◆ **PROBLEM STATEMENT**
Lay out as a numbered list every line in the listing below from the line with "Camera-trap review: tag the child's" through the end, with both ends included. Leave out blank lines and pictures.

═════ SOURCE DATA

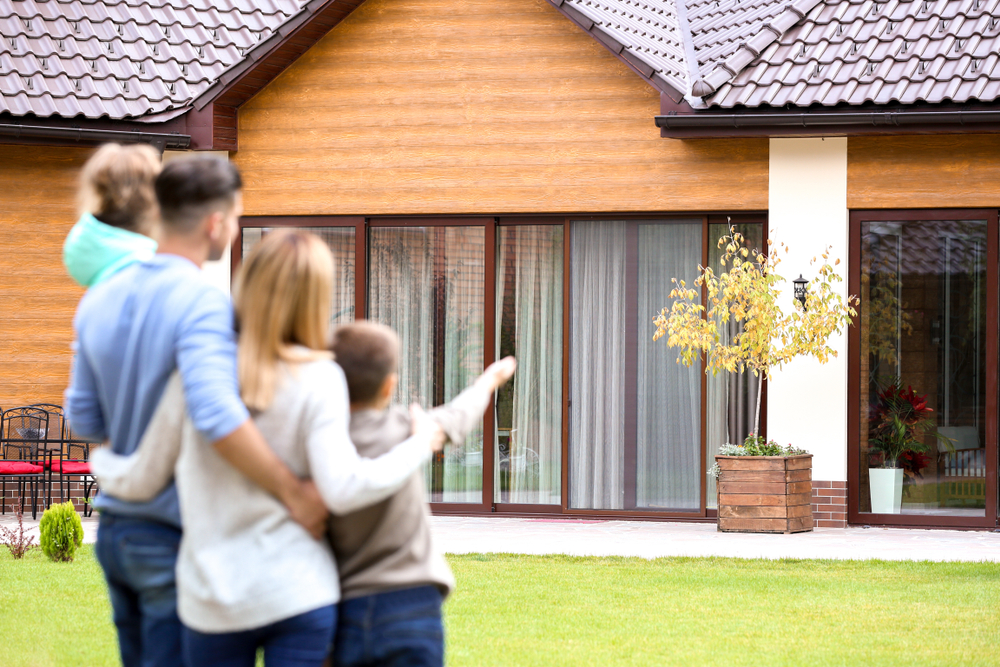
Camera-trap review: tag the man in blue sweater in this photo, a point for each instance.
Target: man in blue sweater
(132, 331)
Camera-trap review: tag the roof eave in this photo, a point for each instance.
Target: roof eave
(847, 122)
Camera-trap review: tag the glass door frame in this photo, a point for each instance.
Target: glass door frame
(362, 224)
(489, 315)
(631, 363)
(854, 515)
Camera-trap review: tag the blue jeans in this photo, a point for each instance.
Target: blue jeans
(299, 641)
(138, 558)
(395, 629)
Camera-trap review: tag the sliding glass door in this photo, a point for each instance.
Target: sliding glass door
(924, 434)
(635, 414)
(427, 283)
(598, 419)
(529, 323)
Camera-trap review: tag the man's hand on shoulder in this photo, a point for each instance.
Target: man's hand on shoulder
(306, 507)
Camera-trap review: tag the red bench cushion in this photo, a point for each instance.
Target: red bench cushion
(71, 467)
(19, 468)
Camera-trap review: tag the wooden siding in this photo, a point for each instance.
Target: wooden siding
(475, 106)
(943, 171)
(37, 297)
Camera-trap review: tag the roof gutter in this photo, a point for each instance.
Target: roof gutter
(842, 122)
(94, 136)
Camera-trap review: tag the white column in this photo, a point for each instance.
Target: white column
(219, 273)
(807, 209)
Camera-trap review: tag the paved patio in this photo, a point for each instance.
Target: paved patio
(655, 539)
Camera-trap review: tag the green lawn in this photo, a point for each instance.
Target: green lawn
(531, 610)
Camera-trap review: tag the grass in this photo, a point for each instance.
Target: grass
(532, 610)
(54, 613)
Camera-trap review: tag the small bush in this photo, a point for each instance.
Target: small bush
(17, 541)
(61, 531)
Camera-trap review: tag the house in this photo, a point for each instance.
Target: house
(525, 176)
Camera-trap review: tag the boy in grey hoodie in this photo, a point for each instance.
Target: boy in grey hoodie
(392, 579)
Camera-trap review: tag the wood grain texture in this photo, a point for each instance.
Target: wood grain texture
(485, 106)
(772, 499)
(37, 297)
(943, 171)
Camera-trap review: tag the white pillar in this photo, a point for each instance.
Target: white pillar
(219, 273)
(807, 210)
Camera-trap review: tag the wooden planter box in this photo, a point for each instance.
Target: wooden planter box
(765, 494)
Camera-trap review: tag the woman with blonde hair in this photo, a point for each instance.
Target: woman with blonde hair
(248, 576)
(118, 213)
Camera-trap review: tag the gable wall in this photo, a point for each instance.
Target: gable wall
(942, 171)
(475, 106)
(37, 296)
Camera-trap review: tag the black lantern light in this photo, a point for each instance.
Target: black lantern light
(800, 290)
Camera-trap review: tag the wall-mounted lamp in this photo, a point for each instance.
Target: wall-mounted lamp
(800, 284)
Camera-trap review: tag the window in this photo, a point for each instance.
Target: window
(925, 426)
(598, 418)
(427, 283)
(529, 322)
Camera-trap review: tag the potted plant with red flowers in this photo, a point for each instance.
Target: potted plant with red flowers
(899, 423)
(763, 487)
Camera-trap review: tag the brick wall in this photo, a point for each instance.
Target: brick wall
(829, 504)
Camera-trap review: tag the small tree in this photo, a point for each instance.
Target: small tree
(61, 532)
(747, 291)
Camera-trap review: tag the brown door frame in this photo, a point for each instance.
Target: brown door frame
(490, 224)
(489, 237)
(854, 516)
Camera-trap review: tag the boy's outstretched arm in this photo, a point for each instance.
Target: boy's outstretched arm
(464, 412)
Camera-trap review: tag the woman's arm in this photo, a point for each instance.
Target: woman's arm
(346, 481)
(142, 475)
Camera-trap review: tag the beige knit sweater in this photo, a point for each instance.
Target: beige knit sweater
(243, 562)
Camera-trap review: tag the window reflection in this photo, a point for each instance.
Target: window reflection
(923, 329)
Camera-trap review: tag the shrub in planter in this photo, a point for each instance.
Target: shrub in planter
(747, 293)
(61, 532)
(763, 488)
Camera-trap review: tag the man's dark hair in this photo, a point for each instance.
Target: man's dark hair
(368, 353)
(190, 188)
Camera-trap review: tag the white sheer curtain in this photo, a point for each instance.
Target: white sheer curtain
(534, 459)
(463, 353)
(427, 284)
(668, 428)
(732, 397)
(597, 374)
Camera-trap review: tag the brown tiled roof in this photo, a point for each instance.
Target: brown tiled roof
(124, 59)
(858, 51)
(759, 53)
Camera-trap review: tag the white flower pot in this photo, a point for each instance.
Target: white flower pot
(886, 485)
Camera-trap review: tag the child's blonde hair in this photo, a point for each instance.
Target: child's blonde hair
(116, 186)
(282, 299)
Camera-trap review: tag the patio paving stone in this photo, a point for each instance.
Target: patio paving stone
(649, 539)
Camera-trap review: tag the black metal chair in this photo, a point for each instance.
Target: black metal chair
(22, 434)
(68, 458)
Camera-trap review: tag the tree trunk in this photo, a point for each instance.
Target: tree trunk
(756, 419)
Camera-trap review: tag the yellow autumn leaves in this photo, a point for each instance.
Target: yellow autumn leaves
(747, 291)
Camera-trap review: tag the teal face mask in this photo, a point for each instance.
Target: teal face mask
(94, 251)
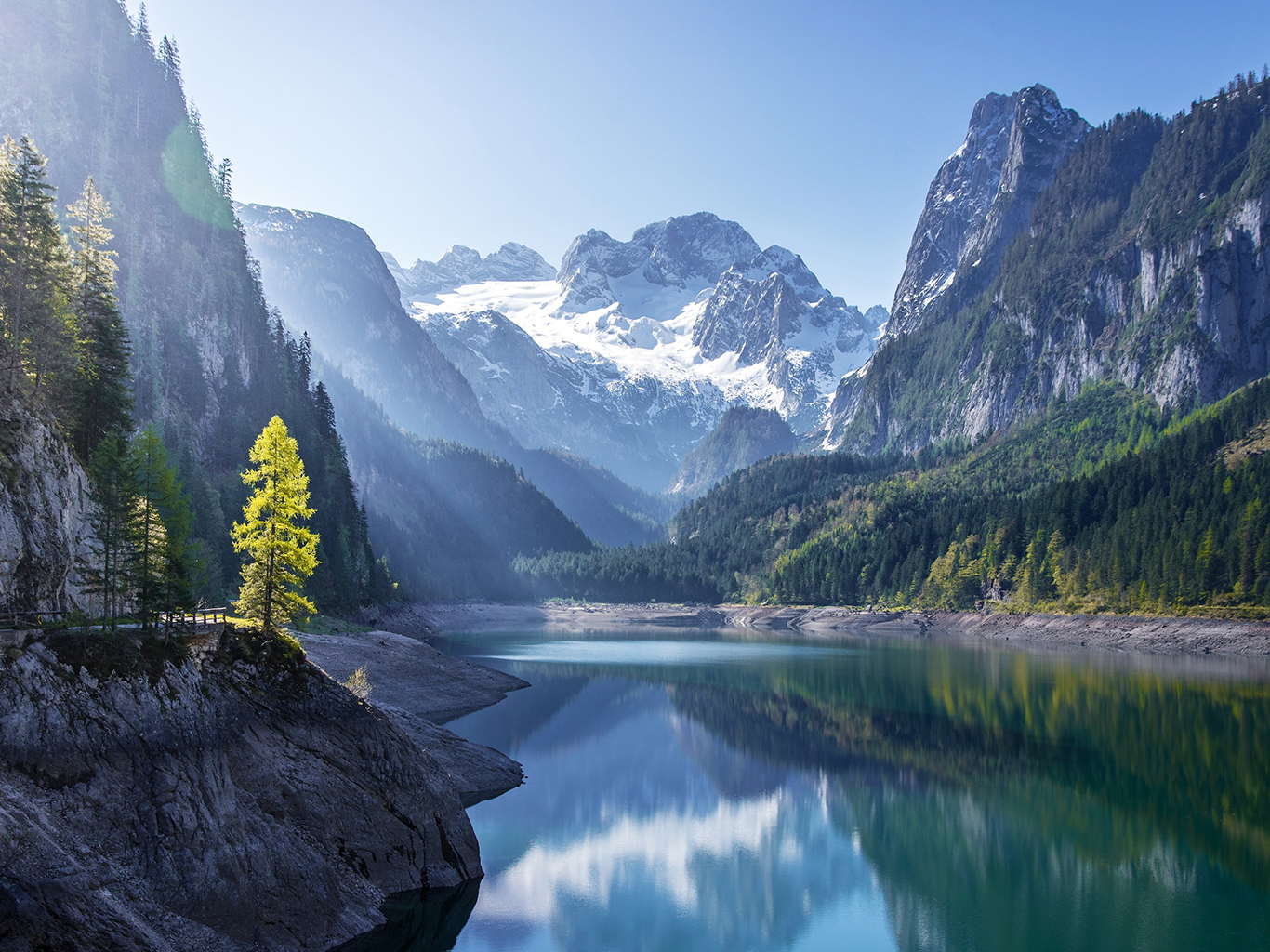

══════════

◆ **TASK SOLUTION**
1. Camera-trap review: tag the child's blonde hair in this photo, a point for each instance.
2. Target: child's blonde hair
3. (116, 186)
4. (282, 299)
5. Camera-trap review: tag the patio paving stone in this photo, a point for each instance.
6. Target: patio paving stone
7. (649, 539)
8. Camera-trap review: tag the black metal chair in this photo, a point for each instance.
9. Target: black metal chair
10. (22, 434)
11. (68, 458)
12. Camera-trap review: tag the tree trunk in this photo, a point for each instance.
13. Target: tree trunk
14. (756, 419)
15. Camera-trap review: tag the yellow autumn leaves in this photo, a point for each instance.
16. Target: yellow autumn leaves
17. (747, 291)
18. Camera-trap review: tag the teal face mask in this photo, a point for each instance.
19. Target: teal face mask
20. (94, 251)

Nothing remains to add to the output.